### Task requirements
Lift out, unaltered, the lines of the material below between the line holding "Phrase: red training jersey" and the line holding "Phrase: football player in red kit", counting both.

### Extracted data
☆ ☆ ☆ ☆ ☆ ☆ ☆
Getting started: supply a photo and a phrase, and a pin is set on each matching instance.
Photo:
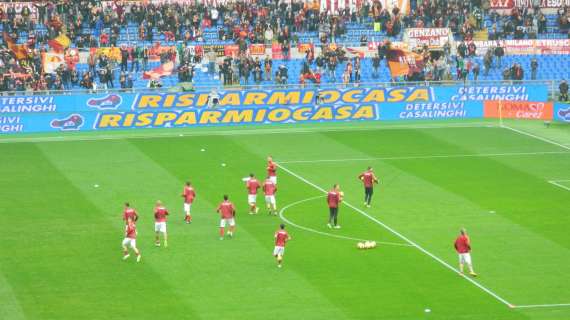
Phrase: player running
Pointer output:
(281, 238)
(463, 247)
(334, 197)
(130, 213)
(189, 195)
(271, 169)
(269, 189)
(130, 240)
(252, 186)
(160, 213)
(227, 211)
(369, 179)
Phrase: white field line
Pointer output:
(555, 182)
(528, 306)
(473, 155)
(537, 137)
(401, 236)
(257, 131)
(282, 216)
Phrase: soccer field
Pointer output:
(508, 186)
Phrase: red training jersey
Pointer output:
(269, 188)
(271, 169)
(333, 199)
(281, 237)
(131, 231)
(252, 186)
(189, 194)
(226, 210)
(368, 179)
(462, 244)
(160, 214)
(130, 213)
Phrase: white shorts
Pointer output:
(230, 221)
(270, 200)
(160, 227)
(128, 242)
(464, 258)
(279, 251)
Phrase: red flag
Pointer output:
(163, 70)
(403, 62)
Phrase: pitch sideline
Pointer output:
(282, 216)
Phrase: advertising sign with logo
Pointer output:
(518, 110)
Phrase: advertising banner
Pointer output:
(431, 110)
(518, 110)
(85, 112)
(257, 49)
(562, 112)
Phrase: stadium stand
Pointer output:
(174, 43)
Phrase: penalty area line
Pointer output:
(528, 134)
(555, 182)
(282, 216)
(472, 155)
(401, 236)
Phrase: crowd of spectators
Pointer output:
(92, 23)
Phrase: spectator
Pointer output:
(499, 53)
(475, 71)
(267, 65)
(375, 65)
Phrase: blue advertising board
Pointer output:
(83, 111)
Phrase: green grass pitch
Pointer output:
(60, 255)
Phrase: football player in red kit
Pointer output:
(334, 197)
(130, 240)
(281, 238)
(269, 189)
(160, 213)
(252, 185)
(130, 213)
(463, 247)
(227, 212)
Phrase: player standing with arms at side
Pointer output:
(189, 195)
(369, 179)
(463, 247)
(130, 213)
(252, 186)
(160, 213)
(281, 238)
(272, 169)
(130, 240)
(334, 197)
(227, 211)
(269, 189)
☆ ☆ ☆ ☆ ☆ ☆ ☆
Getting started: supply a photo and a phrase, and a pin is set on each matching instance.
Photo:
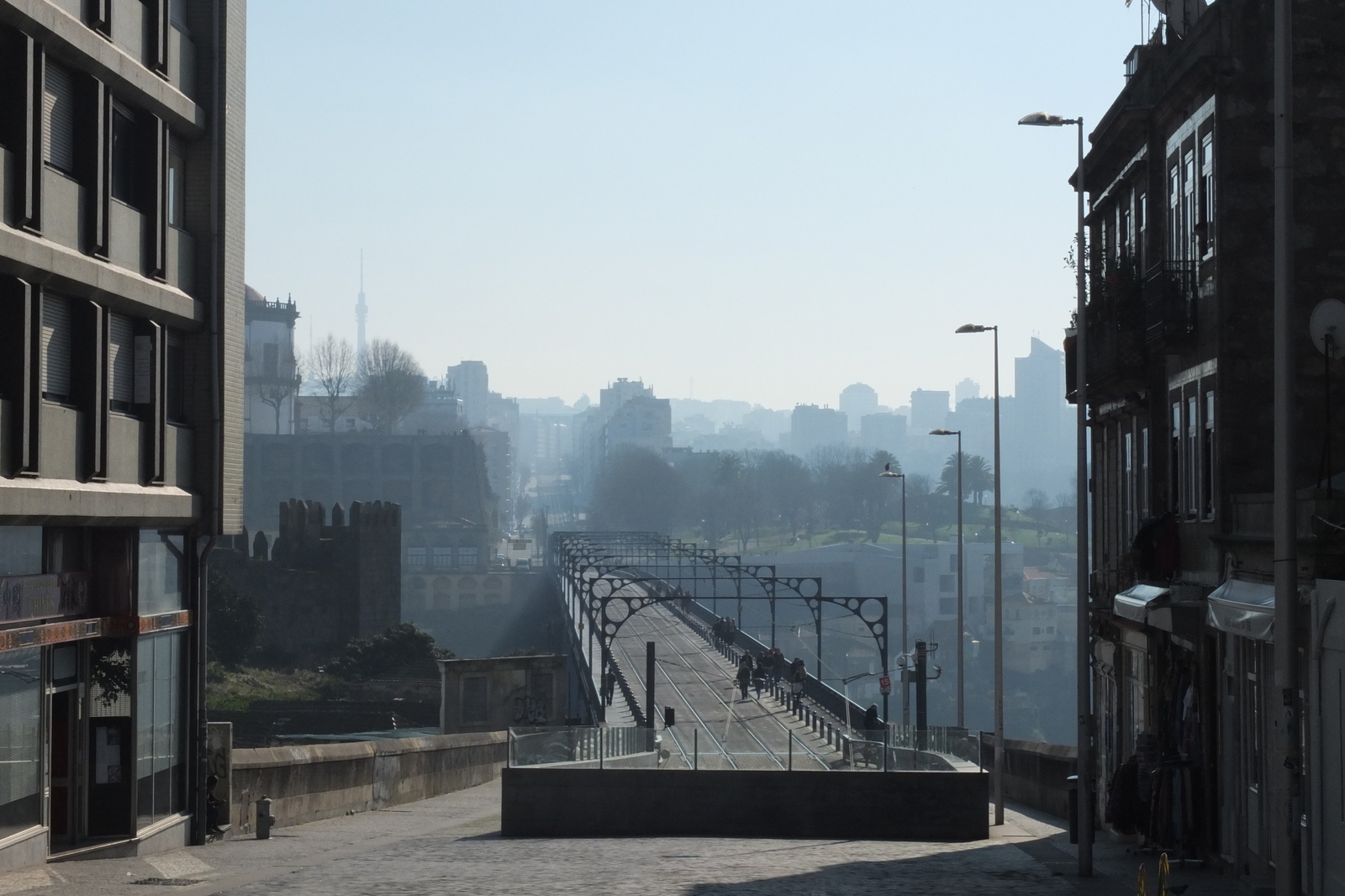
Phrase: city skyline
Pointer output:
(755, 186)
☆ ☆ ☆ ☆ ☆ ☆ ☆
### Answer for the task
Phrase: red training jersey
Pointer output:
(269, 188)
(271, 169)
(333, 199)
(281, 237)
(131, 231)
(252, 186)
(189, 194)
(226, 210)
(368, 179)
(462, 244)
(160, 214)
(130, 213)
Phrase: white shorts
Pointer output:
(230, 221)
(270, 200)
(160, 227)
(128, 242)
(464, 258)
(279, 251)
Phrase: red flag
Pointer output:
(163, 70)
(403, 62)
Phrase: pitch sideline
Pointer output:
(282, 216)
Phrase: advertising sign with logo
Pointer output:
(518, 110)
Phrase: advertising banner
Pointer output:
(431, 110)
(518, 110)
(85, 112)
(257, 49)
(562, 112)
Phrase: stadium stand
Pointer output:
(174, 43)
Phrase: penalty area line
Pointer output:
(528, 134)
(555, 182)
(282, 216)
(472, 155)
(401, 236)
Phrase: crowd of spectators
Pointer output:
(92, 23)
Phrase: spectator
Pointer output:
(499, 53)
(475, 71)
(267, 65)
(375, 65)
Phrase: blue advertising board
Pointer output:
(83, 111)
Phrase: green grass pitch
Pointer output:
(60, 255)
Phrase: football player in red kit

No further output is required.